The data:
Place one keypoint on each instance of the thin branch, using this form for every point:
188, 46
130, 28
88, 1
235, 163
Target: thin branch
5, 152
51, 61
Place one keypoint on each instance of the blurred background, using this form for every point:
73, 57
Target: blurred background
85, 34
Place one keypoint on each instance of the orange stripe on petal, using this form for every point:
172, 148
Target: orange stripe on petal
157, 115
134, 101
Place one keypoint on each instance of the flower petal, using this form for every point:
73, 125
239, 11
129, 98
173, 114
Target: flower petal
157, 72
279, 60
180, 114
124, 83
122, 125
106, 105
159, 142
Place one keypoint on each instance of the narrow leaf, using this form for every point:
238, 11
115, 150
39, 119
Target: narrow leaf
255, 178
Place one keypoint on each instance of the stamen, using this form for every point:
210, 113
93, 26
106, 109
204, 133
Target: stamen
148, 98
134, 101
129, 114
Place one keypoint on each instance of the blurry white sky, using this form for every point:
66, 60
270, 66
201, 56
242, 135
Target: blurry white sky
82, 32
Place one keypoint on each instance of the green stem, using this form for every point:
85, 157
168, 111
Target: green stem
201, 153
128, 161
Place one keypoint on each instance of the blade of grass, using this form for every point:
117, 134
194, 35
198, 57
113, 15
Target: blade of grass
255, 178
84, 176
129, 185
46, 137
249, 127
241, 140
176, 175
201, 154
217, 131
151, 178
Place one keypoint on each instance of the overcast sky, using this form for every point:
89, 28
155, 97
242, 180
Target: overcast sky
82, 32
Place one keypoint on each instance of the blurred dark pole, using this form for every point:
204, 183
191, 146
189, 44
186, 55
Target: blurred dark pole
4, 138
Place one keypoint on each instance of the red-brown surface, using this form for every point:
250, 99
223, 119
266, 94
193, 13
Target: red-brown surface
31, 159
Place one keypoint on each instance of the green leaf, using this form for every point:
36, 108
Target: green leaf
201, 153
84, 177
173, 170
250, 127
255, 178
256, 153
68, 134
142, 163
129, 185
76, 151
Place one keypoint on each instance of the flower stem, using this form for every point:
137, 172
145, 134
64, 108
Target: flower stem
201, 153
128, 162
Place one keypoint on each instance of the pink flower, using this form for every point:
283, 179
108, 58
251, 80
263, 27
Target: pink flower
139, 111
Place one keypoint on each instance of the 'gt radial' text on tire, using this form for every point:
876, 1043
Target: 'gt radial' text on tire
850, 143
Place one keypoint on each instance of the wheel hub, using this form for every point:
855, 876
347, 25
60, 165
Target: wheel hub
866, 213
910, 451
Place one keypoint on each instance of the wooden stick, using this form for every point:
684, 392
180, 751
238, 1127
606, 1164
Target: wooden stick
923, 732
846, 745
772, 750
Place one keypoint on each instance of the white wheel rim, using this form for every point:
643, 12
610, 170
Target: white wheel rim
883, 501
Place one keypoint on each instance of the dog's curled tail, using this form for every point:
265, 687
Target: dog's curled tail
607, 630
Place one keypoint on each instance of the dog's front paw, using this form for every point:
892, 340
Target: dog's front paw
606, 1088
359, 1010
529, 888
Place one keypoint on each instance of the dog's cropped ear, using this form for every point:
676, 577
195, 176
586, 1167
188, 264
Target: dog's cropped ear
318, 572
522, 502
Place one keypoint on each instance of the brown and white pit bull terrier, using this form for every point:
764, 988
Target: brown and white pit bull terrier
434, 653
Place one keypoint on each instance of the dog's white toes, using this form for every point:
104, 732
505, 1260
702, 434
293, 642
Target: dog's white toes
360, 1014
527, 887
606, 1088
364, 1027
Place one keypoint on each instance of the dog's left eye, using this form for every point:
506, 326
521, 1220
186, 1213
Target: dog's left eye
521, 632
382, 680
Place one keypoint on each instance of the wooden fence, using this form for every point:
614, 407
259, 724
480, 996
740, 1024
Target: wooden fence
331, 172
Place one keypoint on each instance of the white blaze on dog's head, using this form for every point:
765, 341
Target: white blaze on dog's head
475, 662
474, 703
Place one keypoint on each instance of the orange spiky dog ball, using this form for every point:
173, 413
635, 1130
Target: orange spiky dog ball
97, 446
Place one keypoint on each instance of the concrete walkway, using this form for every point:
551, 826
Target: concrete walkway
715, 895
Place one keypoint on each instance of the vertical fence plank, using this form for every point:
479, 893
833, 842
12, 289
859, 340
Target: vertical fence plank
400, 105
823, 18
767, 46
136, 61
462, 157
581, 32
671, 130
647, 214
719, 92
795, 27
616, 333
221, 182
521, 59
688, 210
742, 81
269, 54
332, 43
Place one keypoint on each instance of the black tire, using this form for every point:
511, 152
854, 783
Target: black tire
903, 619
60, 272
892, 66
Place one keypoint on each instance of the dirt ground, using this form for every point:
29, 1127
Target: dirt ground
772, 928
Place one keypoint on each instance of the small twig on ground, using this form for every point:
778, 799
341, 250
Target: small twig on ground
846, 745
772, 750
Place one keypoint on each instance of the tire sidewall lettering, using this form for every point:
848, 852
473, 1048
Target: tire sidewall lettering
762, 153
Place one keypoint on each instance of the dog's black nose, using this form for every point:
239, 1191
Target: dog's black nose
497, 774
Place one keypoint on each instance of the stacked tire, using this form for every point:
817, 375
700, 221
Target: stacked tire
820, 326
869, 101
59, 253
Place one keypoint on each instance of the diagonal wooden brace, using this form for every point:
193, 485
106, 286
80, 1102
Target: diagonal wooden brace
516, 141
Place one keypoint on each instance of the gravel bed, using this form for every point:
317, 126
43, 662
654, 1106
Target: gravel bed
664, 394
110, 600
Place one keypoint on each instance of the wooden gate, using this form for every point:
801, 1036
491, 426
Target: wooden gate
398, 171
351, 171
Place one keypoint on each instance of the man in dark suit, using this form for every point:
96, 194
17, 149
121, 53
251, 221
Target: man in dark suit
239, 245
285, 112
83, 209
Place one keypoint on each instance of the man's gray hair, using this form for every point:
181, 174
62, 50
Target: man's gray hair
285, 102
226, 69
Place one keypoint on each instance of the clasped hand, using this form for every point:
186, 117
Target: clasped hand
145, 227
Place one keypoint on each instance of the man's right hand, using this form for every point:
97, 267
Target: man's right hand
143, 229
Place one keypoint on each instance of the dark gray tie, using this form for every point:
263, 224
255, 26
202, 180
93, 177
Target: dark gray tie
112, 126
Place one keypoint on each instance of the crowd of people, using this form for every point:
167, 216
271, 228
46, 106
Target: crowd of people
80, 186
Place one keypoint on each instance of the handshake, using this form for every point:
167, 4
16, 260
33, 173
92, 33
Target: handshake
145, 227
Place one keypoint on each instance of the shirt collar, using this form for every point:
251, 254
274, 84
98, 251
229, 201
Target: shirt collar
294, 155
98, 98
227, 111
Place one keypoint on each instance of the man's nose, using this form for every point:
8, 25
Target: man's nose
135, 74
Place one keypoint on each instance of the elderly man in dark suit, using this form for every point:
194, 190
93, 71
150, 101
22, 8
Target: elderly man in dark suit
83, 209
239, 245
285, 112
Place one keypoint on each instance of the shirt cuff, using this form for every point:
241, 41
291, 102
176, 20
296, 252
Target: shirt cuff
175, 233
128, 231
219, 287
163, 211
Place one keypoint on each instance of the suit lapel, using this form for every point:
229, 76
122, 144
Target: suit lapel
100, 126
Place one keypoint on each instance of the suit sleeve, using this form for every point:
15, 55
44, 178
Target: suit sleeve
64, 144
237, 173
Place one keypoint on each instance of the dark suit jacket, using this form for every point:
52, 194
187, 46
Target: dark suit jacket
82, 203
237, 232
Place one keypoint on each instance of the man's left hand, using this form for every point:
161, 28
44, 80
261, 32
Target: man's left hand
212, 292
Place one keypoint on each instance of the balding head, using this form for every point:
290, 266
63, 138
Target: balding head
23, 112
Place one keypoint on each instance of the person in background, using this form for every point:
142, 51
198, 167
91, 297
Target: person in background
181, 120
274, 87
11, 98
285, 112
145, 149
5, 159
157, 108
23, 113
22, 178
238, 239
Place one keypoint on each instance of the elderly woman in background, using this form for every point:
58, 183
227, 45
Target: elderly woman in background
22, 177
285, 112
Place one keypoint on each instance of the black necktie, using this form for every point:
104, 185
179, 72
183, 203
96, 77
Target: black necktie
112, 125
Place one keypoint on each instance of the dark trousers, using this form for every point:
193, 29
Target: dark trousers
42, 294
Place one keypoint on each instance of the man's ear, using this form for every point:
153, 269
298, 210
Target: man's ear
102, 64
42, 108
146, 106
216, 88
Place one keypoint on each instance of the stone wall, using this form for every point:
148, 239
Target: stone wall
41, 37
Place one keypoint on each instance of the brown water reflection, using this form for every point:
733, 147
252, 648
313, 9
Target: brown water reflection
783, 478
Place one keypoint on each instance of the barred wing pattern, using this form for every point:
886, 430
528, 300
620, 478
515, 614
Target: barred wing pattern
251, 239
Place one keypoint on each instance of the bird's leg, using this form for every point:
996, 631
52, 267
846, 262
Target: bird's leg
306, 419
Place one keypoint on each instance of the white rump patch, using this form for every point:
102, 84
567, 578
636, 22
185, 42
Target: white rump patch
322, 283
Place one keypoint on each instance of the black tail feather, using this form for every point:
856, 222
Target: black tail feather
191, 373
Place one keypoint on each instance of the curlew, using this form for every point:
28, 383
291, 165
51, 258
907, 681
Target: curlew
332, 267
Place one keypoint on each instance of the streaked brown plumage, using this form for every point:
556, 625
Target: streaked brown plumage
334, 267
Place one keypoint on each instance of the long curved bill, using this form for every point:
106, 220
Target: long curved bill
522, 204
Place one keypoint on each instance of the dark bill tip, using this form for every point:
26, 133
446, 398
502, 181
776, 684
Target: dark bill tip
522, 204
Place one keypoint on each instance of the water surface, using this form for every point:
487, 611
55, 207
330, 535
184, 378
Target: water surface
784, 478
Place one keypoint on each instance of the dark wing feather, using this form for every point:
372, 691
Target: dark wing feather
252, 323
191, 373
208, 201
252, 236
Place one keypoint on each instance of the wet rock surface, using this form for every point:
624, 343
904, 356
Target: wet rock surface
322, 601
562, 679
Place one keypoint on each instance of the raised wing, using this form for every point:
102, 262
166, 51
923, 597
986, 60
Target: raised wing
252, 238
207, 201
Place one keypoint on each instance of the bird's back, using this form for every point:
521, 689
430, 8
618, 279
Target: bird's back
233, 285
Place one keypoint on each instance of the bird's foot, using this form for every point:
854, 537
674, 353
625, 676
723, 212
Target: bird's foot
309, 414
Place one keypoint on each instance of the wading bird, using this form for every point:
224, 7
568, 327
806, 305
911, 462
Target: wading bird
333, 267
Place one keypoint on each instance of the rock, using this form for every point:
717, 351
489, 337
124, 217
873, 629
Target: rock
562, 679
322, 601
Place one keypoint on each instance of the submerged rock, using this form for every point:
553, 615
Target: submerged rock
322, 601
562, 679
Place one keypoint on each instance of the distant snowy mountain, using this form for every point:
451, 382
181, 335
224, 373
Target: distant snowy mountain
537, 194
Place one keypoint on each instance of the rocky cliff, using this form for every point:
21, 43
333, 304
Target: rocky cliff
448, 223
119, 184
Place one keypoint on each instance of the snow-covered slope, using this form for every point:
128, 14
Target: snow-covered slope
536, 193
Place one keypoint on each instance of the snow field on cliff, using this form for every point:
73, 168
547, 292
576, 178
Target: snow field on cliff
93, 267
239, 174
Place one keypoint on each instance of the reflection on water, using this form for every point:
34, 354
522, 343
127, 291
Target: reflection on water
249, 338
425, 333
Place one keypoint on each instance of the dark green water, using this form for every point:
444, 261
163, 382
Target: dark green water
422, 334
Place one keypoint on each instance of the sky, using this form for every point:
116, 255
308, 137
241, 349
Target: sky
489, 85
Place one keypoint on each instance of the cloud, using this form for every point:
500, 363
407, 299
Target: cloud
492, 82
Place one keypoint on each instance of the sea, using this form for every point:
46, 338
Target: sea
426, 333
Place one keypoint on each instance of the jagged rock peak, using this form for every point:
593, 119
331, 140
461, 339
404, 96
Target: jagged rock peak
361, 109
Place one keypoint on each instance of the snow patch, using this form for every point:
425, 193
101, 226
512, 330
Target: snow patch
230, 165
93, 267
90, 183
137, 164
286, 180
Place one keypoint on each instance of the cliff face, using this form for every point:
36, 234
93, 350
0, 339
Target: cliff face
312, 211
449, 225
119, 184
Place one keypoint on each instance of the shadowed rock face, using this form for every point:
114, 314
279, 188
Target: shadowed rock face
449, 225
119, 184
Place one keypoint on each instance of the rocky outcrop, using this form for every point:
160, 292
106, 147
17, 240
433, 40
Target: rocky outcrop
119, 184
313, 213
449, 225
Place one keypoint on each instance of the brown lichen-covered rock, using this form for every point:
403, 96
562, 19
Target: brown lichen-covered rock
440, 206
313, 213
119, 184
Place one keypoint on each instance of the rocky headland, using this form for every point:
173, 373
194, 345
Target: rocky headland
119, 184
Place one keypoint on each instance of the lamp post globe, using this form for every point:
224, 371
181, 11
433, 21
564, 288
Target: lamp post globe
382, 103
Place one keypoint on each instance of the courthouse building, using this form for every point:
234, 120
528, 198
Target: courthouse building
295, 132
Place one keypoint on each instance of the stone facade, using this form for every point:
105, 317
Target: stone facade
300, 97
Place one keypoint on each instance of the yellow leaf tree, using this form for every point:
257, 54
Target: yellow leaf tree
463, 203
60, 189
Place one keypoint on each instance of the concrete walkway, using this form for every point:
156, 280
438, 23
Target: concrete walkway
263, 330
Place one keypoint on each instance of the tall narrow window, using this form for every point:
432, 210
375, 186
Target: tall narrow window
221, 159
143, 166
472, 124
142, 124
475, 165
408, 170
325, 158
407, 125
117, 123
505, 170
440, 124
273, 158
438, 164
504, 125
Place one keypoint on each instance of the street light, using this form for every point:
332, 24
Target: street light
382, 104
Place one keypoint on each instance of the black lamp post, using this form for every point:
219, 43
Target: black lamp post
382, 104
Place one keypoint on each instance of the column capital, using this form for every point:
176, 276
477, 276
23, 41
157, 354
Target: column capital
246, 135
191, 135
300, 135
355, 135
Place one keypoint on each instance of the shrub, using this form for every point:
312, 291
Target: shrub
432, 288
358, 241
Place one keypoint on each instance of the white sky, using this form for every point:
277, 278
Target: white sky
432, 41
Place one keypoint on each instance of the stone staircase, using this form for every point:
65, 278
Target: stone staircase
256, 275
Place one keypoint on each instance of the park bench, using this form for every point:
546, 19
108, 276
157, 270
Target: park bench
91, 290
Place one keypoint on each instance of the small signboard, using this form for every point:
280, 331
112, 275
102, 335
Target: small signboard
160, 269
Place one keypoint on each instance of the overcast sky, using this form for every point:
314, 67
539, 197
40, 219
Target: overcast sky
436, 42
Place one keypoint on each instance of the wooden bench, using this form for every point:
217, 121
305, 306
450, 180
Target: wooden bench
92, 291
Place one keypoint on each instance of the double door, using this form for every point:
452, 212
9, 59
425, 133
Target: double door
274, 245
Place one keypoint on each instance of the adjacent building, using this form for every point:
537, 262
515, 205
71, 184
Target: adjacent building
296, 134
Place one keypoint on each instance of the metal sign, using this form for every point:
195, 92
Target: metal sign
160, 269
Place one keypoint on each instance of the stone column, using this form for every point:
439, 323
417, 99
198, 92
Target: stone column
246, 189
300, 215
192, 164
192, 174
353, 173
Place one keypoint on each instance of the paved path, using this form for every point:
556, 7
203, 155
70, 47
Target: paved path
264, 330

What the exercise asks: Start with the line above that contains "Target: dark bill tip" and stop after the line that contains "Place one keypoint on each instance of the raised". Output those lines exactly, and only those.

Response:
Target: dark bill tip
522, 204
Place one keypoint on each instance of the water surface, using this form for every point:
487, 611
55, 207
330, 535
184, 378
Target: water surface
784, 478
Place one keypoint on each instance of the dark wing feather, using this form for every point:
372, 691
Target: dark wing feather
252, 323
191, 373
208, 201
252, 236
Place one keypoint on each instance of the wet rock surface, using this form for every point:
624, 343
904, 356
Target: wet rock surface
322, 601
562, 679
Place one keypoint on each instance of the raised wing, using this form for every point:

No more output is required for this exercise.